_WHAT YOU WILL DO_
Each record needs to be echoed exactly; can you do that?

Items from a dataset
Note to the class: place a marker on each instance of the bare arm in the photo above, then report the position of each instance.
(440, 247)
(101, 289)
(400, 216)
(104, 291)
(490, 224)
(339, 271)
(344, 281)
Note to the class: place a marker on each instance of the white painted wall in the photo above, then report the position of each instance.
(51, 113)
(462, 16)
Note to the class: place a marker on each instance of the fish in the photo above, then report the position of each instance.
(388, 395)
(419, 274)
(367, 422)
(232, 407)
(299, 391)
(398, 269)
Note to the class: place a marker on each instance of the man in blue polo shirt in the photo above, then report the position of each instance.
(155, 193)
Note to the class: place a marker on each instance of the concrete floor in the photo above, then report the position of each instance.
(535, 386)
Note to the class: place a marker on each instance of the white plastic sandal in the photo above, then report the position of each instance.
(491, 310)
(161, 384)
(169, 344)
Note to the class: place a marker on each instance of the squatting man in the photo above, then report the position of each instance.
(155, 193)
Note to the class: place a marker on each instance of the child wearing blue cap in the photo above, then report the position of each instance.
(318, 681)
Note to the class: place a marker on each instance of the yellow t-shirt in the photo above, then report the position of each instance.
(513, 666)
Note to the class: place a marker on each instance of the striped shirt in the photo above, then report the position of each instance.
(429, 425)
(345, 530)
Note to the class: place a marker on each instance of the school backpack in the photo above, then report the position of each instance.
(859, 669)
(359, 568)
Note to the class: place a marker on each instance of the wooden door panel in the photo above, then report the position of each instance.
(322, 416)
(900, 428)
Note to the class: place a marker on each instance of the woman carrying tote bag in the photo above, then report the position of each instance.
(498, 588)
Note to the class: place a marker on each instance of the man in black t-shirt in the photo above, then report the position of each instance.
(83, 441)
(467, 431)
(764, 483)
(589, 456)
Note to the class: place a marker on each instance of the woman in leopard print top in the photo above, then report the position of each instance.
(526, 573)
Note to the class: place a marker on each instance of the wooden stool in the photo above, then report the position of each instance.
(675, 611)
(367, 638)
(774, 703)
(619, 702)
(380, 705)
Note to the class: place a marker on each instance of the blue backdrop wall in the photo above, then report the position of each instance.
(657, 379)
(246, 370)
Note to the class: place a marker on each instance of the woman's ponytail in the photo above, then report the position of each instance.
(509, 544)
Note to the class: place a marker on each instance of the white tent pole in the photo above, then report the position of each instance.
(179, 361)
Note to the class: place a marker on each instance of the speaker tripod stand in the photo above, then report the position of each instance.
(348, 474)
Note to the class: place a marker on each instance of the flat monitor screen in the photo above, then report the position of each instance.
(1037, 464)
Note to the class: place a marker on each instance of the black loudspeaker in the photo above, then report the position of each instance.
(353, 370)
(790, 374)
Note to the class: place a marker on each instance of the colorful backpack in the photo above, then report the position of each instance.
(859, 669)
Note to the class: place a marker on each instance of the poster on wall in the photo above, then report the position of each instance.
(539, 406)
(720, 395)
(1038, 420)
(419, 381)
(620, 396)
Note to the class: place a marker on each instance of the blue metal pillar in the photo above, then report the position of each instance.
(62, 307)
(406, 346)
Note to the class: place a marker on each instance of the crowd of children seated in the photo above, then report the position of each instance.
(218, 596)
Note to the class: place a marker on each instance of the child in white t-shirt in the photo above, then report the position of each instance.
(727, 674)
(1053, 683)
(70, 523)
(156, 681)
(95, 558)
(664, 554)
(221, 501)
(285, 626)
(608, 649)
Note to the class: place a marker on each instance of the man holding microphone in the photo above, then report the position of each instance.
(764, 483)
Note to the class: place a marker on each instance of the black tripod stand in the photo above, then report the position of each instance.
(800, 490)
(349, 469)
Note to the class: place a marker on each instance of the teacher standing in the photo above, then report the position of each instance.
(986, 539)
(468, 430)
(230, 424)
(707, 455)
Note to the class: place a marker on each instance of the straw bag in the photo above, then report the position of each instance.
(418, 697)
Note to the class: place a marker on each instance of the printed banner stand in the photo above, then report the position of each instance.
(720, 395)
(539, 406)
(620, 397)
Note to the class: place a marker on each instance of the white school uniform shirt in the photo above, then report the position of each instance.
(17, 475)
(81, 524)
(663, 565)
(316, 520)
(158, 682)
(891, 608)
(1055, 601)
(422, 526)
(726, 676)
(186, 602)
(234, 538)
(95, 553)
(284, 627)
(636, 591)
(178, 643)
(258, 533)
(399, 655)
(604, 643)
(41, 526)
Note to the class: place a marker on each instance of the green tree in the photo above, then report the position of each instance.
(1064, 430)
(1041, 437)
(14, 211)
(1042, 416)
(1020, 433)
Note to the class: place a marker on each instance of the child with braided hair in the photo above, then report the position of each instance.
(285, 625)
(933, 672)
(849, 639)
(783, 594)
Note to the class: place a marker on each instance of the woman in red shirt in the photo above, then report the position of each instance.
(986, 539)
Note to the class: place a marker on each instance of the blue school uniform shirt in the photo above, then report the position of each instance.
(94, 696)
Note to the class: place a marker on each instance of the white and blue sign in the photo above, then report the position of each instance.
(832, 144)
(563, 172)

_REPLY_
Note to the class: place a marker on each instance of the bare arm in the photo above, then report the position of each instance.
(440, 247)
(101, 289)
(400, 216)
(104, 291)
(490, 224)
(339, 271)
(344, 281)
Note to the class: place a marker on each instance of the white painted wall in the photo above, then report the position of each instance.
(51, 113)
(462, 16)
Note to the class: place a marker on each instance of the fish in the photo above, then report the position of each instance.
(388, 395)
(419, 274)
(367, 422)
(232, 407)
(299, 391)
(398, 269)
Note to the class: place a marker on each instance of the man in blue polo shirt in the photo above, then report the position of each instance.
(155, 193)
Note to the class: place a marker on each instance of the concrete floor in the photo above, then report the position of each instance.
(535, 386)
Note to the class: place a marker on each instance of the white plastic sandal in the photo above, then report the position of each instance.
(491, 310)
(161, 384)
(169, 344)
Note to the class: place a marker on each instance of the squatting man in the photo above, then report the position of each instance.
(155, 193)
Note to the class: place a marker on each instance of the child wearing blue cap in the photo above, then report the position of each instance.
(318, 681)
Note to the class: place a marker on each instance of the yellow t-shirt in the photo above, then report the position of each instance.
(513, 666)
Note to the class: place a marker on each instance of the striped shirt in the photo above, then report the position of each instance.
(429, 425)
(345, 530)
Note to the class: place a marker on each instance of the school backpack in the photo above, then report the position of each instance.
(859, 669)
(359, 568)
Note to the class: place a marker on each instance of the wooden door panel in the photo above, then report the position of each instance.
(322, 416)
(900, 428)
Note to the class: place a marker on each instance of the woman carrying tote bag in the photo above, then report the position of each instance.
(498, 588)
Note to the class: place a marker on each instance of the man in black t-shirt in the photo above, then report the position of each instance.
(83, 441)
(467, 431)
(764, 483)
(589, 456)
Note to the class: place a marker on each instance of the woman in leopard print top in the photo above, then report the position of each instance.
(526, 573)
Note to the class: place a marker on each instance of the wooden stool in the photo above, then report the position of each instance.
(675, 611)
(367, 638)
(774, 703)
(619, 702)
(380, 705)
Note to the class: place a marker on each instance of the blue backdrop wall in the photo above, then report the position of each instance.
(657, 379)
(246, 370)
Note to the class: place a marker on each instance of the woman's ponytail in the photo above, then report the position of each instance.
(509, 544)
Note to the class: place a marker on each instance of the white tent pole in the photo above, then report the position of each instance.
(179, 361)
Note to the class: place a marker on each instance of the speaker tripod stand in the photo above, then report the position of each instance.
(348, 474)
Note to the class: place a marker on each instance of the flat monitor screen in the photo above, then report the position of each instance.
(1037, 464)
Note to the class: place a marker on each instance of the black loudspeaker in the photo above, then report the position of each instance.
(353, 370)
(790, 374)
Note to the class: place a marker on each instance of the colorful backpack in the photo above, then report the position of each instance.
(859, 669)
Note to the class: place a marker on each instance of the poster on wall in the photo above, then report the position of each instance.
(539, 406)
(720, 395)
(1038, 420)
(419, 381)
(620, 396)
Note to the class: place a marker on each instance of the blue metal pillar in the photo above, then report the position of each instance.
(62, 307)
(406, 346)
Note to the class: place a marker on each instance of the crowd of children seated in the photo above, then report the position of each instance.
(218, 596)
Note to the class: place a marker on each instance of the child in white t-shirt in the photo above, then report the position of each instance.
(727, 674)
(1053, 683)
(70, 523)
(156, 681)
(95, 558)
(664, 554)
(221, 501)
(285, 626)
(608, 649)
Note to the class: place a marker on each instance of the man holding microphone in the photo above, then report the position of each instance.
(764, 483)
Note to the class: place a marker on each instance of the black tripod stand in the photo above, then report the position of each instance.
(800, 490)
(349, 469)
Note to the class: place a marker on each instance of the teacher standing in the photo above, then report the position of each instance.
(986, 539)
(468, 430)
(230, 424)
(707, 455)
Note to the class: place a marker on each instance of the straw bag in the photo above, then report the position of each instance.
(418, 697)
Note to the class: place a marker on each instance of the printed banner stand in the photo above, then report the position of each instance.
(720, 395)
(539, 406)
(620, 397)
Note to the class: place a marker on each instance of the white school uniform shirt in the photo above, then report the position of each instance.
(17, 475)
(81, 524)
(663, 565)
(316, 520)
(158, 682)
(891, 608)
(1055, 601)
(422, 526)
(726, 676)
(186, 602)
(234, 538)
(95, 553)
(284, 627)
(636, 591)
(178, 643)
(258, 533)
(399, 655)
(604, 643)
(41, 526)
Note to the class: place a marker on each instance of the green tree in the photo above, then report the position of each instance.
(1064, 430)
(1041, 437)
(14, 211)
(1042, 416)
(1020, 433)
Note to the class: place a marker on each instance of the child with braided hair in the photo above, then report the position of each instance.
(285, 625)
(933, 672)
(849, 639)
(783, 594)
Note to the class: place a marker on each instance of the woman in red shirt in the photo above, then report the position of each instance.
(986, 539)
Note to the class: place a marker on each instance of the blue school uniform shirt in the photo above, then report the position of each instance.
(94, 696)
Note to the class: place a marker on each instance of the white and blue sign in the photo above, then report the position of each instance.
(832, 144)
(563, 172)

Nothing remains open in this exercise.